TEXTAUSZUG
----------------------------------------
Israel droht mit neuen Luftangriffen
Israel will der geplanten Lieferung russischer Flugabwehrraketen an Syrien nicht tatenlos zusehen. "Wir wissen, was zu tun ist, sollten die Raketen in Syrien eintreffen", zitierten israelische Medien Verteidigungsminister Mosche Jaalon. Die israelische Luftwaffe hat Medienberichten zufolge seit Jahresbeginn dreimal Ziele in Syrien bombardiert. Die Angriffe hätten Waffenlieferungen an die südlibanesische Schiitenmiliz Hisbollah gegolten. Die S-300-Raketen würden solche Angriffe wesentlich riskanter für Israel machen.
----------------------------------------
BEREITGESTELLTES MATERIAL
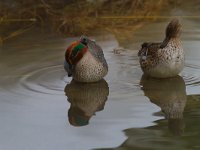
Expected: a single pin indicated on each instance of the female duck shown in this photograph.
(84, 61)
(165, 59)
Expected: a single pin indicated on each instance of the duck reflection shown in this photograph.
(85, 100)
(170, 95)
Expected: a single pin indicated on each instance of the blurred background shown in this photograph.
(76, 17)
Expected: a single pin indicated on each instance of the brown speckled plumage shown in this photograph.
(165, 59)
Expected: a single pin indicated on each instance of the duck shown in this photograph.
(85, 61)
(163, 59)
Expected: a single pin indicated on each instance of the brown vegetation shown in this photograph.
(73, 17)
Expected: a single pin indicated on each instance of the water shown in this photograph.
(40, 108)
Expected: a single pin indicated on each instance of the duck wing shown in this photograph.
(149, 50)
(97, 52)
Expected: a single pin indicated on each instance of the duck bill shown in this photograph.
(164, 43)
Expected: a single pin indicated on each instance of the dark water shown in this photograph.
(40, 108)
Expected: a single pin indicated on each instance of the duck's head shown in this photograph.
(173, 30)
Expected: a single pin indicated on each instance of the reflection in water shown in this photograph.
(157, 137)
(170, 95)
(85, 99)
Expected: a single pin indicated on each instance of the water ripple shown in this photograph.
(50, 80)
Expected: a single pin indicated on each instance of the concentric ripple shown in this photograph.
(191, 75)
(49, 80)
----------------------------------------
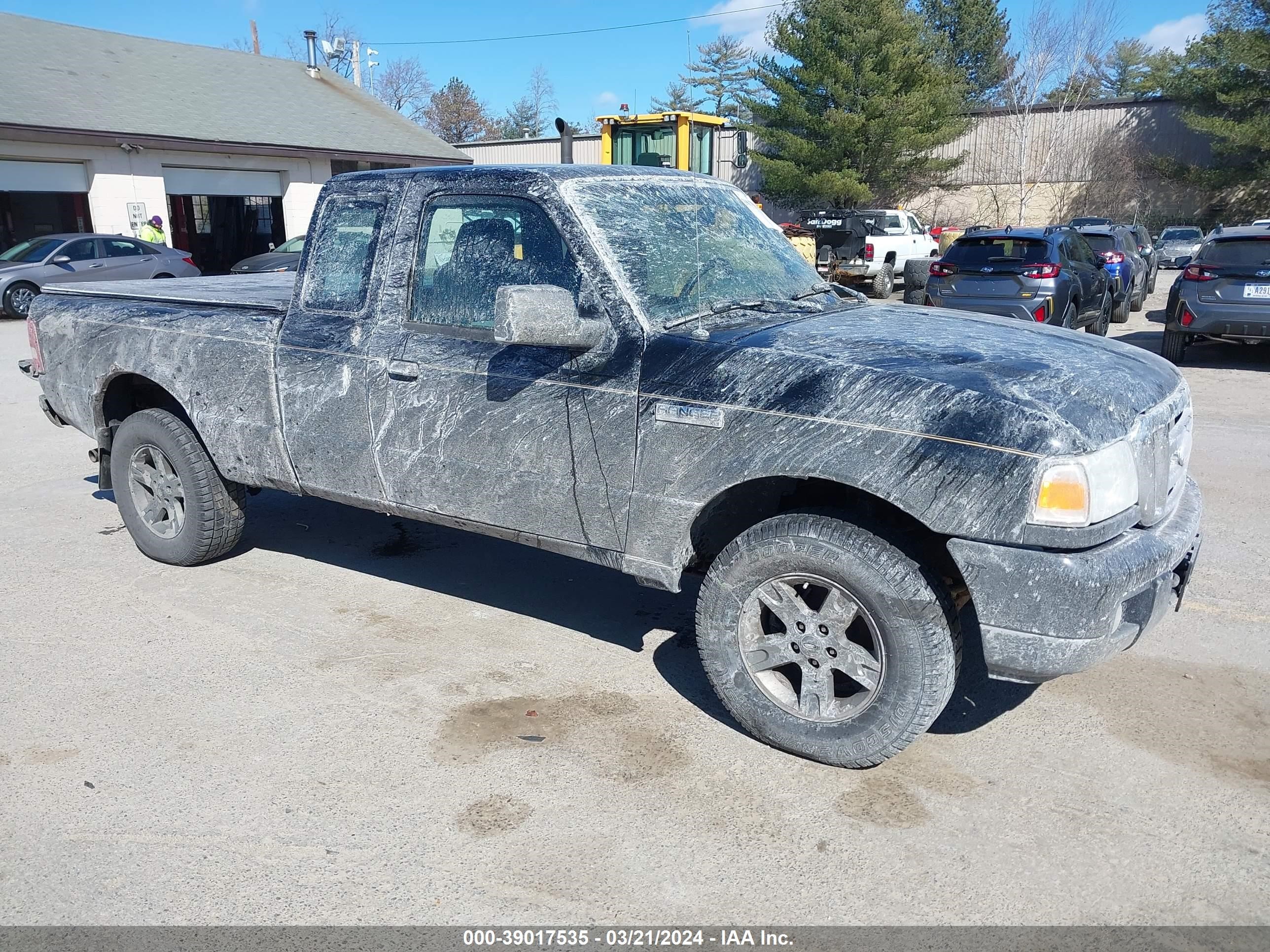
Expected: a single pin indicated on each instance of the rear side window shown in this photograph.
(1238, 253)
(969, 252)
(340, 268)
----------------------------------------
AUFGABE
Prüfe, ob die drei folgenden Aussagen mit dem Textauszug über Israels Drohung mit neuen Luftangriffen übereinstimmen. Beantworte jede mit Ja oder Nein und zitiere wörtlich die entscheidenden Worte des Textauszugs.
1. Laut Medienberichten hat die israelische Luftwaffe seit Jahresbeginn zweimal Ziele in Syrien bombardiert.
2. Die Angriffe sollen Waffenlieferungen an die Hisbollah gegolten haben.
3. Israelische Medien zitierten Verteidigungsminister Mosche Jaalon.

ERGEBNIS
1. Nein: „seit Jahresbeginn dreimal Ziele in Syrien bombardiert“
2. Ja: „Die Angriffe hätten Waffenlieferungen an die südlibanesische Schiitenmiliz Hisbollah gegolten“
3. Ja: „zitierten israelische Medien Verteidigungsminister Mosche Jaalon“